## Excerpt provided
..........

Instruction 1 to paragraph (a). Instructions (3), (8), (9), (10), and (11) to paragraph (t) of § 227.201 shall apply for purposes of this section.

Instruction 2 to paragraph (a). An issuer providing financial statements that are not audited or reviewed must have its principal executive officer provide the following certification:

I, [identify the certifying individual], certify that the financial statements of [identify the issuer] included in this Form are true and complete in all material respects.

[Signature and title].

(b) An issuer must continue to comply with the ongoing reporting requirements until one of the following occurs:

(1) The issuer is required to file reports under section 13(a) or section 15(d) of the Exchange Act (15 U.S.C. 78m(a) or 78o(d));

(2) The issuer has filed, since its most recent sale of securities pursuant to this part, at least one annual report pursuant to this section and has fewer than 300 holders of record;

(3) The issuer has filed, since its most recent sale of securities pursuant to this part, the annual reports required pursuant to this section for at least the three most recent years and has total assets that do not exceed $10,000,000;

(4) The issuer or another party repurchases all of the securities issued in reliance on section 4(a)(6) of the Securities Act (15 U.S.C. 77d(a)(6)), including any payment in full of debt securities or any complete redemption of redeemable securities; or

(5) The issuer liquidates or dissolves its business in accordance with state law.

[80 FR 71537, Nov. 16, 2015, as amended at 82 FR 45725, Oct. 2, 2017; 83 FR 47836, Sept. 21, 2018; 83 FR 52964, Oct. 19, 2018; 85 FR 17751, Mar. 31, 2020]
§ 227.203 - Filing requirements and form.

(a) Form C—Offering statement and amendments (§ 239.900 of this chapter).

(1) Offering statement. Except as allowed by § 227.206, an issuer offering or selling securities in reliance on section 4(a)(6) of the Securities Act (15 U.S.C. 77d(a)(6)) and in accordance with section 4A of the Securities Act (15 U.S.C. 77d–1) and this part, and any co-issuer jointly offering or selling securities with such an issuer in reliance on the same, must file with the Commission and provide to investors and the relevant intermediary a Form C: Offering Statement (Form C) (§ 239.900 of this chapter) prior to the commencement of the offering of securities. An issuer that is both offering or selling securities with a co-issuer and separately offering or selling securities on its own must file with the Commission and provide to investors and the relevant intermediary a separate Form C for such offering. Every Form C must include the information required by § 227.201.

..........

Region labeling records
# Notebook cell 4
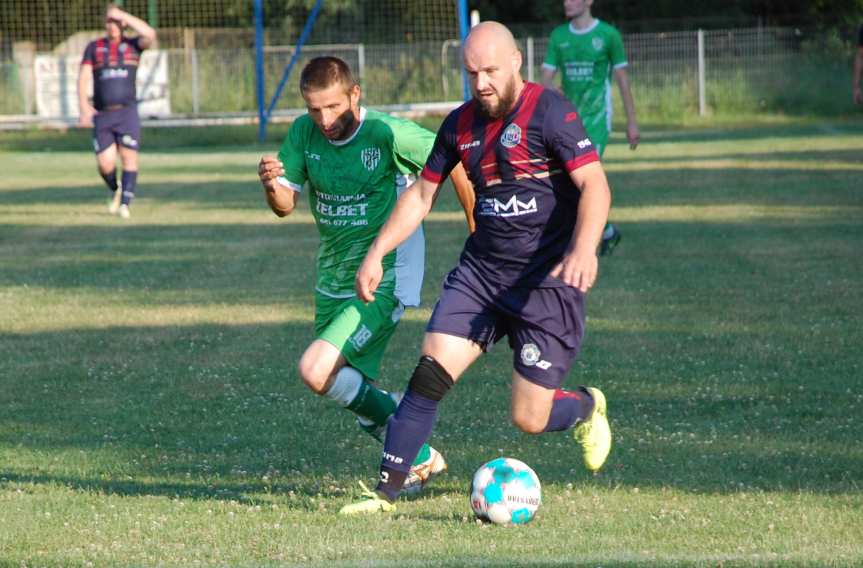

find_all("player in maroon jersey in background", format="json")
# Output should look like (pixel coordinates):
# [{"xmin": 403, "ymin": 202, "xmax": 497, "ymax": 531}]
[{"xmin": 78, "ymin": 4, "xmax": 156, "ymax": 219}]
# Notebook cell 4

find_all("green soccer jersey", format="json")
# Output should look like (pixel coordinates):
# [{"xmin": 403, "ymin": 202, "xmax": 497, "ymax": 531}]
[
  {"xmin": 279, "ymin": 108, "xmax": 435, "ymax": 306},
  {"xmin": 543, "ymin": 20, "xmax": 627, "ymax": 148}
]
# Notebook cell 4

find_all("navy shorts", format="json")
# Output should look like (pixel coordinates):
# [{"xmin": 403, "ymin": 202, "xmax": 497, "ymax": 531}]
[
  {"xmin": 426, "ymin": 264, "xmax": 584, "ymax": 389},
  {"xmin": 93, "ymin": 105, "xmax": 141, "ymax": 154}
]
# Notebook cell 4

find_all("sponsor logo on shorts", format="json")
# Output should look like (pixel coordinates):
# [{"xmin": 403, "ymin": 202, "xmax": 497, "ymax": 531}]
[
  {"xmin": 381, "ymin": 452, "xmax": 405, "ymax": 466},
  {"xmin": 348, "ymin": 324, "xmax": 373, "ymax": 349},
  {"xmin": 500, "ymin": 124, "xmax": 521, "ymax": 148},
  {"xmin": 521, "ymin": 343, "xmax": 541, "ymax": 367},
  {"xmin": 521, "ymin": 343, "xmax": 551, "ymax": 371},
  {"xmin": 360, "ymin": 148, "xmax": 381, "ymax": 172}
]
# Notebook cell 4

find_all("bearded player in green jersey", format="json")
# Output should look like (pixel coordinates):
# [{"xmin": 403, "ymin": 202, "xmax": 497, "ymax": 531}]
[
  {"xmin": 542, "ymin": 0, "xmax": 641, "ymax": 255},
  {"xmin": 258, "ymin": 57, "xmax": 474, "ymax": 493}
]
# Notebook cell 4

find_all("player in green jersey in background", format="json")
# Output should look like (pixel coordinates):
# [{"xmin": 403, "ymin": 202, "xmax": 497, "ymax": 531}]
[
  {"xmin": 258, "ymin": 57, "xmax": 474, "ymax": 493},
  {"xmin": 542, "ymin": 0, "xmax": 641, "ymax": 255}
]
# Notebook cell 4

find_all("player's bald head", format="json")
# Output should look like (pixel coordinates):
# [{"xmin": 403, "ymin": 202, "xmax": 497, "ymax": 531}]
[
  {"xmin": 464, "ymin": 22, "xmax": 518, "ymax": 62},
  {"xmin": 463, "ymin": 22, "xmax": 524, "ymax": 119}
]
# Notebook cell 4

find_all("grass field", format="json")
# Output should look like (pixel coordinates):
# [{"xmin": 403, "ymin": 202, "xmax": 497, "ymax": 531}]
[{"xmin": 0, "ymin": 117, "xmax": 863, "ymax": 567}]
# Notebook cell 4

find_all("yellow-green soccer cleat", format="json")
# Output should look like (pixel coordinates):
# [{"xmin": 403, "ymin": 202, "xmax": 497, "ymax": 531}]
[
  {"xmin": 572, "ymin": 387, "xmax": 611, "ymax": 473},
  {"xmin": 402, "ymin": 446, "xmax": 446, "ymax": 495},
  {"xmin": 339, "ymin": 481, "xmax": 396, "ymax": 515}
]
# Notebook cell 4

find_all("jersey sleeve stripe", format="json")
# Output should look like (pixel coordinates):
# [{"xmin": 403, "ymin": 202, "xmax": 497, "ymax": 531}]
[
  {"xmin": 564, "ymin": 150, "xmax": 599, "ymax": 172},
  {"xmin": 420, "ymin": 166, "xmax": 443, "ymax": 183}
]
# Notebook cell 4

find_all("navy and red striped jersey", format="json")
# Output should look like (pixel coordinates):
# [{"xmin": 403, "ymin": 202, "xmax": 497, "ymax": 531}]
[
  {"xmin": 421, "ymin": 83, "xmax": 599, "ymax": 286},
  {"xmin": 81, "ymin": 37, "xmax": 143, "ymax": 110}
]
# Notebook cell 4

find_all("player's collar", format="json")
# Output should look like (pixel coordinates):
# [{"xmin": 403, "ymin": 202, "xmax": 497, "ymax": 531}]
[
  {"xmin": 327, "ymin": 107, "xmax": 366, "ymax": 146},
  {"xmin": 569, "ymin": 18, "xmax": 599, "ymax": 35}
]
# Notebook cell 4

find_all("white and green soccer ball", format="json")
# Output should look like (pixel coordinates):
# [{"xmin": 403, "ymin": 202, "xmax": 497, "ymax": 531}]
[{"xmin": 470, "ymin": 458, "xmax": 542, "ymax": 525}]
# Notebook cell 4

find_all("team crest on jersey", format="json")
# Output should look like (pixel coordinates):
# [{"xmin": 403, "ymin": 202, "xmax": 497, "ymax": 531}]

..........

## The tasks
(a) Rewrite everything in the excerpt on issuer reporting requirements from "(3) The issuer" down to "requirements and form.", replacing "three most recent years" with "five most recent years".
(b) According to the excerpt on issuer reporting requirements, who must provide the certification when an issuer's financial statements are neither audited nor reviewed?
(c) Continue the excerpt on issuer reporting requirements from the point at which it stops.

## Answers provided
(a)
(3) The issuer has filed, since its most recent sale of securities pursuant to this part, the annual reports required pursuant to this section for at least the five most recent years and has total assets that do not exceed $10,000,000;

(4) The issuer or another party repurchases all of the securities issued in reliance on section 4(a)(6) of the Securities Act (15 U.S.C. 77d(a)(6)), including any payment in full of debt securities or any complete redemption of redeemable securities; or

(5) The issuer liquidates or dissolves its business in accordance with state law.

[80 FR 71537, Nov. 16, 2015, as amended at 82 FR 45725, Oct. 2, 2017; 83 FR 47836, Sept. 21, 2018; 83 FR 52964, Oct. 19, 2018; 85 FR 17751, Mar. 31, 2020]
§ 227.203 - Filing requirements and form.

(b) The issuer's principal executive officer.

(c)
(2) Amendments to offering statement. An issuer must file with the Commission and provide to investors and the relevant intermediary an amendment to the offering statement filed on Form C (§ 239.900 of this chapter) to disclose any material changes, additions or updates to information that it provides to investors through the intermediary's platform, for any offering that has not yet been completed or terminated. The amendment must be filed on Form C: Amendment (Form C/A) (§ 239.900 of this chapter), and if the amendment reflects material changes, additions or updates, the issuer shall check the box indicating that investors must reconfirm an investment commitment within five business days or the investor's commitment will be considered cancelled.

(3) Progress updates. (i) An issuer must file with the Commission and provide to investors and the relevant intermediary a Form C: Progress Update (Form C–U) (§ 239.900 of this chapter) to disclose its progress in meeting the target offering amount no later than five business days after each of the dates when the issuer reaches 50 percent and 100 percent of the target offering amount.

(ii) If the issuer will accept proceeds in excess of the target offering amount, the issuer must file with the Commission and provide to investors and the relevant intermediary, no later than five business days after the offering deadline, a final Form C–U (§ 239.900 of this chapter) to disclose the total amount of securities sold in the offering.

(iii) The requirements of paragraphs (a)(3)(i) and (ii) of this section shall not apply to an issuer if the relevant intermediary makes publicly available on the intermediary's platform frequent updates regarding the progress of the issuer in meeting the target offering amount; however, the issuer must still file a Form C–U (§ 239.900 of this chapter) to disclose the total amount of securities sold in the offering no later than five business days after the offering deadline.

Instruction to paragraph (a)(3). If multiple Forms C–U (§ 239.900 of this chapter) are triggered within the same five business day period, the issuer may consolidate such progress updates into one Form C–U, so long as the Form C–U discloses the most recent threshold that was met and the Form C–U is filed with the Commission and provided to investors and the relevant intermediary by the day on which the first progress update is due.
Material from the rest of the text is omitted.